* **SET PROBLEM**: Return every line of the listing below that contains the string "church".

* **Named object pointing entries**:
--- --- ---

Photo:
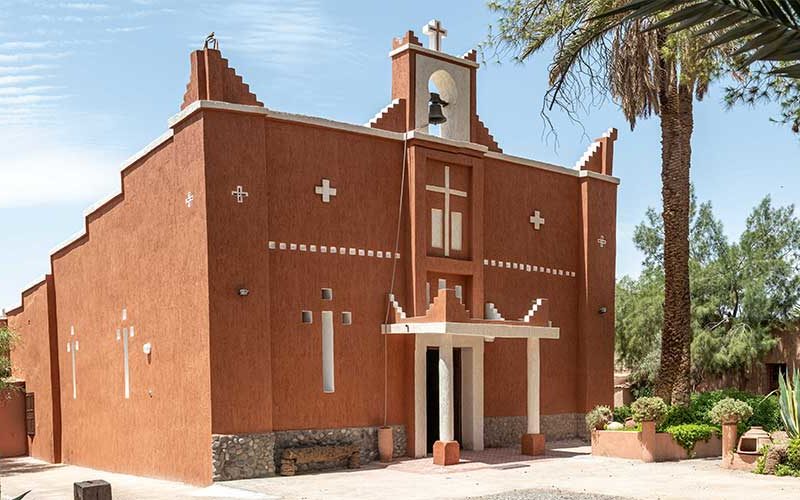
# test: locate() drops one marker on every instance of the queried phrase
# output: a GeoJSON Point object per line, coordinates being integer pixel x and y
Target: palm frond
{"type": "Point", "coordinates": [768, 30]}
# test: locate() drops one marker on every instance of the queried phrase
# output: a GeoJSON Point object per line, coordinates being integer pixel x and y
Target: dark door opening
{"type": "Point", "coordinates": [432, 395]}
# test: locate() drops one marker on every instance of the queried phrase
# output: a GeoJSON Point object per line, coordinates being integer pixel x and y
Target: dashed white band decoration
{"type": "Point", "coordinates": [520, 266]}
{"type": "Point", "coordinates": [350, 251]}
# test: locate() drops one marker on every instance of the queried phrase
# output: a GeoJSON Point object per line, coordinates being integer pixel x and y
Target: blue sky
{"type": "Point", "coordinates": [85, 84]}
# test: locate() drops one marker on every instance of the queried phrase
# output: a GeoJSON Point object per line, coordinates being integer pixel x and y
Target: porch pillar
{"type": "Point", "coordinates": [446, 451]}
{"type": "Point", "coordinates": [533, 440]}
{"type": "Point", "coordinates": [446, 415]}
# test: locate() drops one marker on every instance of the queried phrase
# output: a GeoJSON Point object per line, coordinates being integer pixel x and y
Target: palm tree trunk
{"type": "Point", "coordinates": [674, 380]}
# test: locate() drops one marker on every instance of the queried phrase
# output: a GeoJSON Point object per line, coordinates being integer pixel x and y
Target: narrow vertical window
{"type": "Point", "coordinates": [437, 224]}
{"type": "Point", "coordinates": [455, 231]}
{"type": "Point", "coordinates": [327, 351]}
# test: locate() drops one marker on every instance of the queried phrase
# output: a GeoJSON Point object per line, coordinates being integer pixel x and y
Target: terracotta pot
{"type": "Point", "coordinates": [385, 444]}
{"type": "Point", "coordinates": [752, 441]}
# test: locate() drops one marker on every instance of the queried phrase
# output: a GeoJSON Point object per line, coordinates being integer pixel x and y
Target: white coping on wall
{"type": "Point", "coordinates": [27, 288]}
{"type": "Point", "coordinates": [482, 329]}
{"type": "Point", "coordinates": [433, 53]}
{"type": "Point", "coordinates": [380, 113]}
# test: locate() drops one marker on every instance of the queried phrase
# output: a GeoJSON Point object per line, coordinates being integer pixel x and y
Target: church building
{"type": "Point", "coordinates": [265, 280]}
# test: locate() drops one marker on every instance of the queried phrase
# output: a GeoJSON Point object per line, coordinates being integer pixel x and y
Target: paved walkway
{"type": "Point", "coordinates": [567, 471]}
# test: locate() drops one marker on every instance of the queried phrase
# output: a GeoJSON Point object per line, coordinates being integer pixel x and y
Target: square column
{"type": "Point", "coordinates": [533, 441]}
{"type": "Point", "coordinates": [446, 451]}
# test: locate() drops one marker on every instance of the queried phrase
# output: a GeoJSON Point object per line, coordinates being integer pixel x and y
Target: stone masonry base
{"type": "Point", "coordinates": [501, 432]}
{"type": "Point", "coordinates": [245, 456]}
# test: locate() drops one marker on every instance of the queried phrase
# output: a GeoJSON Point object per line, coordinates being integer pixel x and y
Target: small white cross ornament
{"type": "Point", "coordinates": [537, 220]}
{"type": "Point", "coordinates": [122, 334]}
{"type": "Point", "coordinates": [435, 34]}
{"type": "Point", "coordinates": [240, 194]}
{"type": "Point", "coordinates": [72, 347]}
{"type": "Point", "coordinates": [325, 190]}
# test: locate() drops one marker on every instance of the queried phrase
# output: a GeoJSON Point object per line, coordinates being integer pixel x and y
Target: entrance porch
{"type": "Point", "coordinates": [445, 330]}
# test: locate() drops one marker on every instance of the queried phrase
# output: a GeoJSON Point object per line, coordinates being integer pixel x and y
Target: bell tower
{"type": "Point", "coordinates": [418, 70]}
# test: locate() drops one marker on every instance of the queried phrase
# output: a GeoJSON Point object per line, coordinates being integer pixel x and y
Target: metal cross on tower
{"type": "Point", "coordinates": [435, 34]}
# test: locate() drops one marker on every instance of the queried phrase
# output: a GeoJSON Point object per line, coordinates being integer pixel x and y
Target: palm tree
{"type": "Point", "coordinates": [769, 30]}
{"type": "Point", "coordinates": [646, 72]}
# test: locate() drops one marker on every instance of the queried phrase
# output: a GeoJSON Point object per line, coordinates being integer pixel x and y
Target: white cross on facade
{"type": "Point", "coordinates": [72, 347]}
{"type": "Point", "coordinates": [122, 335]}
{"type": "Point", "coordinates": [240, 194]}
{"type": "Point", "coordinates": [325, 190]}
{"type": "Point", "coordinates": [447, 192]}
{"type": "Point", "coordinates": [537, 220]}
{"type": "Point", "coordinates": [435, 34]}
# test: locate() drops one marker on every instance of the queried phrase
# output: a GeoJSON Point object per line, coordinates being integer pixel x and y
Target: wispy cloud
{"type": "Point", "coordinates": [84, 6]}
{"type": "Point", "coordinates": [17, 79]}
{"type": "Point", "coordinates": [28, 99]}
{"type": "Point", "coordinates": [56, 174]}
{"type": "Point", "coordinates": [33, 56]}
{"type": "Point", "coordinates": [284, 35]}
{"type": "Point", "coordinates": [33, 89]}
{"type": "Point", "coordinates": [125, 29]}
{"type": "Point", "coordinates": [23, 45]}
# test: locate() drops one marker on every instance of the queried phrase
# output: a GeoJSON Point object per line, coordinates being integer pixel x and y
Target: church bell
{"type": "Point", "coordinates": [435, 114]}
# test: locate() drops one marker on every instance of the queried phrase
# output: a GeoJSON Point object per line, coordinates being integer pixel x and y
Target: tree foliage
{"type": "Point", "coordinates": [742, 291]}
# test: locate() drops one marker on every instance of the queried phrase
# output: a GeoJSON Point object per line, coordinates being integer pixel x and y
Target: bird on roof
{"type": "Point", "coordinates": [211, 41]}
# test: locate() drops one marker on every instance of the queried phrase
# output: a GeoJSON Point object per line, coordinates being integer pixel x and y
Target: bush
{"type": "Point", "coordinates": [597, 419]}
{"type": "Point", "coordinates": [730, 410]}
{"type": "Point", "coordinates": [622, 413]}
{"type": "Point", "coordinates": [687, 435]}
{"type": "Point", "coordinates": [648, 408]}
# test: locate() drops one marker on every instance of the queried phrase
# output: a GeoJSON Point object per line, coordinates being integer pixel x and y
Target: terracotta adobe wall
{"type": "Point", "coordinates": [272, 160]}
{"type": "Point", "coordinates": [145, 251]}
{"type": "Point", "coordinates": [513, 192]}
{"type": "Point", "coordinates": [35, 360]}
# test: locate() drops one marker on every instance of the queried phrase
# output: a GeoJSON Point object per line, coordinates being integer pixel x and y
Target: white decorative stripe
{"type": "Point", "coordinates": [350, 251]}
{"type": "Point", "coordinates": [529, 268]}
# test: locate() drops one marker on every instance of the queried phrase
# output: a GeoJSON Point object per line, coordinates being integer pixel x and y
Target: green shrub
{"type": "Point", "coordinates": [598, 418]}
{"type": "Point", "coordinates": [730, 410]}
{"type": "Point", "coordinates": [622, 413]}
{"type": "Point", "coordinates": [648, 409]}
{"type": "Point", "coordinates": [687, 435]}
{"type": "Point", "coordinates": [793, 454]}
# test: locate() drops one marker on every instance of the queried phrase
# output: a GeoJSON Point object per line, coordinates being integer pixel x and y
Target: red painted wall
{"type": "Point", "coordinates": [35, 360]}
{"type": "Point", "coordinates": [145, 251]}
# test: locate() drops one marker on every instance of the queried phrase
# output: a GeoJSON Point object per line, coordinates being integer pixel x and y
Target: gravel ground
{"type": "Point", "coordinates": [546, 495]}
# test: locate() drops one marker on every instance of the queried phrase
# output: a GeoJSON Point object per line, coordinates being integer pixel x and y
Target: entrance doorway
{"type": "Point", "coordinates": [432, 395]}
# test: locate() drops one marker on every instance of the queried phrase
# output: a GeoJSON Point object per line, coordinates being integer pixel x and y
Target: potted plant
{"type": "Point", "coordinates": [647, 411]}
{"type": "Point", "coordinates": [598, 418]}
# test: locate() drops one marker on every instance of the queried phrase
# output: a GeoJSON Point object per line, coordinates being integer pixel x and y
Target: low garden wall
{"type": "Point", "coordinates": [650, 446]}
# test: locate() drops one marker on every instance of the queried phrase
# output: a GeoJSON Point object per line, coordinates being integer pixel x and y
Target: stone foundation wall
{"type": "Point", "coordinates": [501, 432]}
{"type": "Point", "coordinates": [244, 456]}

--- --- ---

* **ANSWER TO THIS EXERCISE**:
Target: church building
Target: church bell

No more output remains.